**TASK**
Find every line in the items below that contains the word "glove", and copy each of those lines. Match the word with its case.
[Start SUPPLIED DATA]
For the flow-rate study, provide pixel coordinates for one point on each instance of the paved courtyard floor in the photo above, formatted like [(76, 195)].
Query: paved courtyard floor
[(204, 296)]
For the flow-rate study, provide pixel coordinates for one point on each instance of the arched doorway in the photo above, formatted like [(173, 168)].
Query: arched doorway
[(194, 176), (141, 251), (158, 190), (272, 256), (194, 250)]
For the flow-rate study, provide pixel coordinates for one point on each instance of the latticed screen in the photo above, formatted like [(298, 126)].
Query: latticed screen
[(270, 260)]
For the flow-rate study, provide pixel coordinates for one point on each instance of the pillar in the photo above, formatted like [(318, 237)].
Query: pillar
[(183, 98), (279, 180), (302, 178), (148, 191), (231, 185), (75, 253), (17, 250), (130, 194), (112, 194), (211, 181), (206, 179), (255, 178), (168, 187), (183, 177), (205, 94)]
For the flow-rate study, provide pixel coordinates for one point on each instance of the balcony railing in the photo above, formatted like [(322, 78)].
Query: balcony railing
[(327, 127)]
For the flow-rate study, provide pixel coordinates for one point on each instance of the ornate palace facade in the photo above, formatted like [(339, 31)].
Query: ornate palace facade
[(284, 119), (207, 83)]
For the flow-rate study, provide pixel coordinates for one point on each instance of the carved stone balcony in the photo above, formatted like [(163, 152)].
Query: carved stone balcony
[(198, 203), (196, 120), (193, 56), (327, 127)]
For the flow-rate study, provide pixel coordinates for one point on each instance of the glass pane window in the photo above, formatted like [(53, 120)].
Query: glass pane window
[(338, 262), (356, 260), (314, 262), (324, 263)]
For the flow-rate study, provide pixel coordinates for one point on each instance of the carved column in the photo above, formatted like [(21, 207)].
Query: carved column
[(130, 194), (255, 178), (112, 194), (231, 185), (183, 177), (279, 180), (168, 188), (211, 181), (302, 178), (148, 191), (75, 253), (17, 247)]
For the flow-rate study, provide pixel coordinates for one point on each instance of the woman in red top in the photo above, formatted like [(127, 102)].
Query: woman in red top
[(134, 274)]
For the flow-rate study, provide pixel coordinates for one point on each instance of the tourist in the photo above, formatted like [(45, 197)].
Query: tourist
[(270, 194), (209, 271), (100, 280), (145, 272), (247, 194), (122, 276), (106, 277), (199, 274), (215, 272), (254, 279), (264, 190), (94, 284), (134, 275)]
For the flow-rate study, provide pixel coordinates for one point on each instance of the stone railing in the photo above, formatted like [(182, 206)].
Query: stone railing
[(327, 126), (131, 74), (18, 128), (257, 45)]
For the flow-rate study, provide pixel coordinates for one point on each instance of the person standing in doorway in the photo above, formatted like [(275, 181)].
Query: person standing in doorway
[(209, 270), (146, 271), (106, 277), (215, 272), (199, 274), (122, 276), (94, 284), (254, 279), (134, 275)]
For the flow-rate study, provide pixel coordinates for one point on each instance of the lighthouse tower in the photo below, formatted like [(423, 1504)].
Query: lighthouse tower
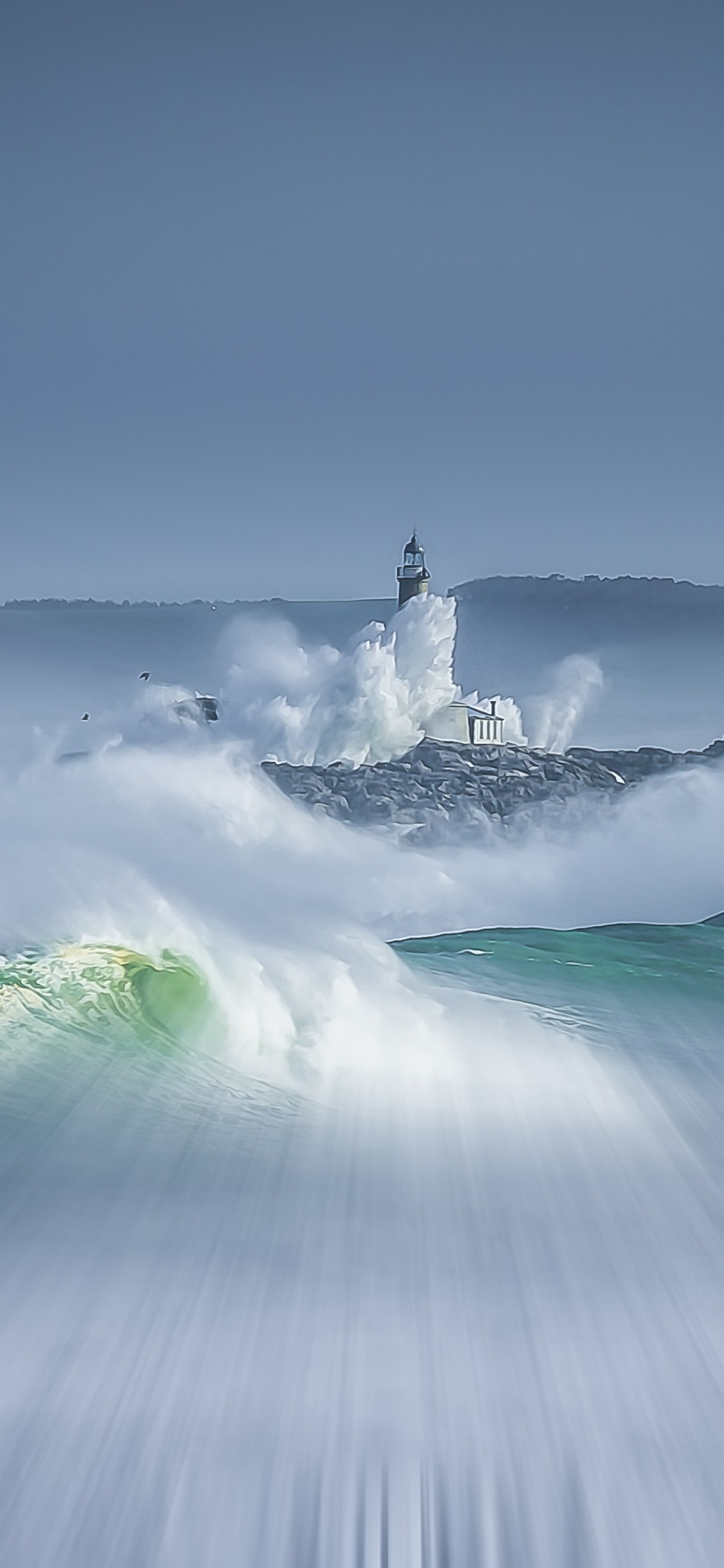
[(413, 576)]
[End SUPPLIED DATA]
[Start SUPPLIED DATA]
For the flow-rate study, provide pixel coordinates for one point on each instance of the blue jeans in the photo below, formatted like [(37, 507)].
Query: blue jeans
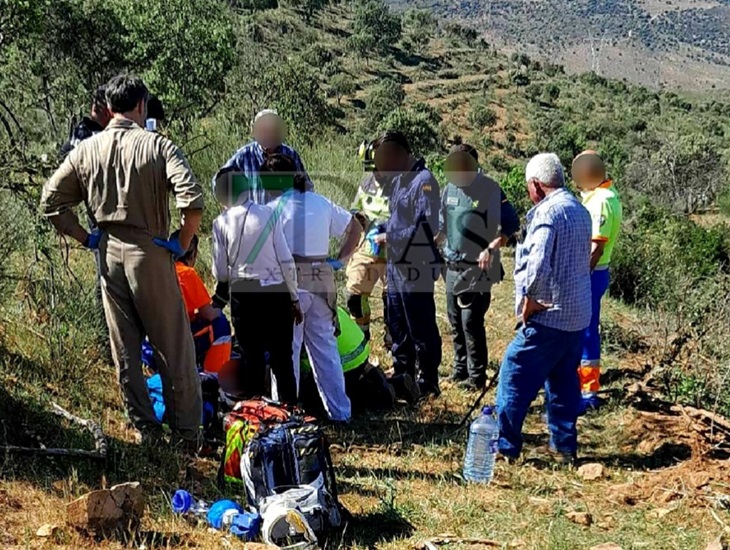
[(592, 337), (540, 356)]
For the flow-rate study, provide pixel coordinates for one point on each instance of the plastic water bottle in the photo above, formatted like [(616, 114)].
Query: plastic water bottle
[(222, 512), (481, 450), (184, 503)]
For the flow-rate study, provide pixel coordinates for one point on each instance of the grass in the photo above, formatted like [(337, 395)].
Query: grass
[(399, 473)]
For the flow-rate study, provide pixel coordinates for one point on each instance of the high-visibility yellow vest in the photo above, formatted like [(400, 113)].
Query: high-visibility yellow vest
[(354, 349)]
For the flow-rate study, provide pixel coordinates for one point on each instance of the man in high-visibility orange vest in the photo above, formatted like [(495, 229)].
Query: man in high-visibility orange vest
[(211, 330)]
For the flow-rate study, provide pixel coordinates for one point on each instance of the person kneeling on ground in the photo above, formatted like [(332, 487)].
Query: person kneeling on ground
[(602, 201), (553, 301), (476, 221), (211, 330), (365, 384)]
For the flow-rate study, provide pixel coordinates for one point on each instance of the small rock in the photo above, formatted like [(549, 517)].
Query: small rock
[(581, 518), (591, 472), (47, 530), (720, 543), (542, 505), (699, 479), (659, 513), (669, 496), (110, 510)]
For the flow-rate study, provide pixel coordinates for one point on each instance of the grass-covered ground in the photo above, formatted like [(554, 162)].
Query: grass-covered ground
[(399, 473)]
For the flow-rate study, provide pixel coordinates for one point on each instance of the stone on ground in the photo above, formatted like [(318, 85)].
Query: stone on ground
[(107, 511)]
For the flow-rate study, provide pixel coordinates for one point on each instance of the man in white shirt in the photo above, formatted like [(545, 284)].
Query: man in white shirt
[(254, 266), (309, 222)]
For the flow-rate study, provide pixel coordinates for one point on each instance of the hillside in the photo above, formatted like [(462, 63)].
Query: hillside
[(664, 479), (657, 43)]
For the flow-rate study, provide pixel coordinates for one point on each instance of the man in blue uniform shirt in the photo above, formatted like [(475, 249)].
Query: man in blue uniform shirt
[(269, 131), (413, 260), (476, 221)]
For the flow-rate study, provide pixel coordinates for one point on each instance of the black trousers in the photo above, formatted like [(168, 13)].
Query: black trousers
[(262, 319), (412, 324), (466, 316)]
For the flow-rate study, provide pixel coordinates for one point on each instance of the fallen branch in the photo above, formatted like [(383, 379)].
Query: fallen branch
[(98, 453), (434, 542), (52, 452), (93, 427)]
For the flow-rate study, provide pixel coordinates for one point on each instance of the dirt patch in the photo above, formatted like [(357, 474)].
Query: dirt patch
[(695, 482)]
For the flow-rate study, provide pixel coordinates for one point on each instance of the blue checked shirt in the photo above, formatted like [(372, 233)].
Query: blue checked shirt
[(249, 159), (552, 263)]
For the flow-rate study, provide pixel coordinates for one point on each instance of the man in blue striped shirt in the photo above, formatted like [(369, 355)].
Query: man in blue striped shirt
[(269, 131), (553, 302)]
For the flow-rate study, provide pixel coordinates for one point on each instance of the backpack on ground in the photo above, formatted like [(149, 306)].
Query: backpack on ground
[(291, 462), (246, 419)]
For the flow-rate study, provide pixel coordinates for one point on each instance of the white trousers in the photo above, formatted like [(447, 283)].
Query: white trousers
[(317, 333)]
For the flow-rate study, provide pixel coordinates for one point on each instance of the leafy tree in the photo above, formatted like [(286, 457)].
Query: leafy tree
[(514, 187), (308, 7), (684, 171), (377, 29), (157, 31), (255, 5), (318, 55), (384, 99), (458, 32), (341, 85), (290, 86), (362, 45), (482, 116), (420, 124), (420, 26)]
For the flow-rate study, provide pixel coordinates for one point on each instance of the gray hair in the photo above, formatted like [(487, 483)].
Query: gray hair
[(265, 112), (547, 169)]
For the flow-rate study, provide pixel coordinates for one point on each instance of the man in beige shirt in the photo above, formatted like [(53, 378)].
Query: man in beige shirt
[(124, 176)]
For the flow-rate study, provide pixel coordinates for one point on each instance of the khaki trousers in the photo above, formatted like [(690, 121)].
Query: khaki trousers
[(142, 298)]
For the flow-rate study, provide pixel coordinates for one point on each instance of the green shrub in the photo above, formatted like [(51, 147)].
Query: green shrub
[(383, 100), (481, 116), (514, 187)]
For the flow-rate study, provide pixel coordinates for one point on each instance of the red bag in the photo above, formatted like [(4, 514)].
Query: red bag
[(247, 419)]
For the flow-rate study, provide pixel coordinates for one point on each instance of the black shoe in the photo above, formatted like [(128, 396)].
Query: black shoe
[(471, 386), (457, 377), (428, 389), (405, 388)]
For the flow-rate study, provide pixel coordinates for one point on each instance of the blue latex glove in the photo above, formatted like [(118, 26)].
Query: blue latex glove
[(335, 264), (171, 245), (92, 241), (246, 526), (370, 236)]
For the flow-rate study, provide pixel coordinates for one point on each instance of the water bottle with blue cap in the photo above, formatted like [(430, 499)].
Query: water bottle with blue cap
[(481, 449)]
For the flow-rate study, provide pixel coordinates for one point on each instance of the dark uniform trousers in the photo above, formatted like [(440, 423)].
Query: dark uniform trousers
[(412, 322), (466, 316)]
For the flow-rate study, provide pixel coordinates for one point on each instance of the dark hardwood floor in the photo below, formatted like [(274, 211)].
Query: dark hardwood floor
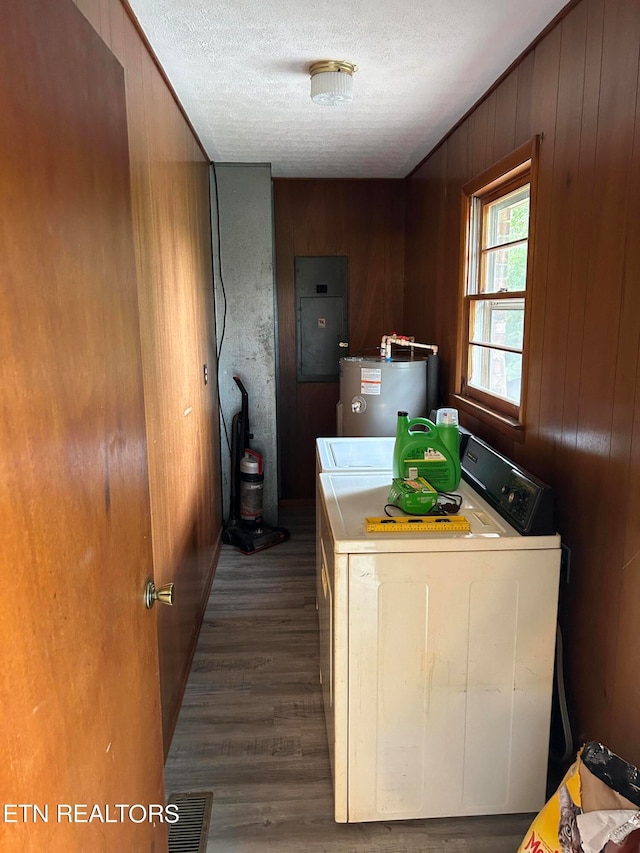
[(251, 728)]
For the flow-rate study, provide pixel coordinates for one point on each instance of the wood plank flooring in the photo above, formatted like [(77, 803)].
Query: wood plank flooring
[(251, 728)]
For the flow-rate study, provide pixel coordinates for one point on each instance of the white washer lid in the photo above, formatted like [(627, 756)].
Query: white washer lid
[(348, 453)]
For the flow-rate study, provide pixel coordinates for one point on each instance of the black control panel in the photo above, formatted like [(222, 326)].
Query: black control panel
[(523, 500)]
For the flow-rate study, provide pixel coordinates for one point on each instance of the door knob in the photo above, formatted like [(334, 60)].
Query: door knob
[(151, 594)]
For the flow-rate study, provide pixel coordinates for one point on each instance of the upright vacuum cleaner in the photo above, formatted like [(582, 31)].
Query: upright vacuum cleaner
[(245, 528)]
[End SUPPLIED DATA]
**RESPONSE**
For the flow-rate study, provide pixel coordinates for one point on each instance of the blue latex glove in the photo above, formatted like [(118, 26)].
Query: blue latex glove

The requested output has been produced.